* Start *

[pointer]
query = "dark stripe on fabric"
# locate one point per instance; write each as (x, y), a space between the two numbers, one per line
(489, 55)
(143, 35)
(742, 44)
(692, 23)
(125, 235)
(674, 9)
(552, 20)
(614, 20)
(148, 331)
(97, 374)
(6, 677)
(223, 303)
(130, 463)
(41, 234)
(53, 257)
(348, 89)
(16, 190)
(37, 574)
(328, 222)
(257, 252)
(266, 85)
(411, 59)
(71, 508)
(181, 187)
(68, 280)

* End *

Convert the listing above into a two-column CSV with columns named request and answer and one row for every request in it. Put each request's text and its answer in a single quoted field, with any line breaks replaced by spaces.

request,answer
"[pointer] query = ""dark stripe on fabric"" # locate one point per instance; write each as (x, y), a space between the two numbers, one per line","(489, 55) (143, 35) (742, 44) (692, 23) (125, 235) (674, 9) (552, 20) (614, 20) (148, 331) (97, 374) (6, 677) (223, 303) (130, 463) (41, 234) (53, 257) (348, 89) (16, 190) (37, 574) (328, 222) (257, 252) (266, 85) (411, 59) (71, 508) (181, 187) (68, 280)"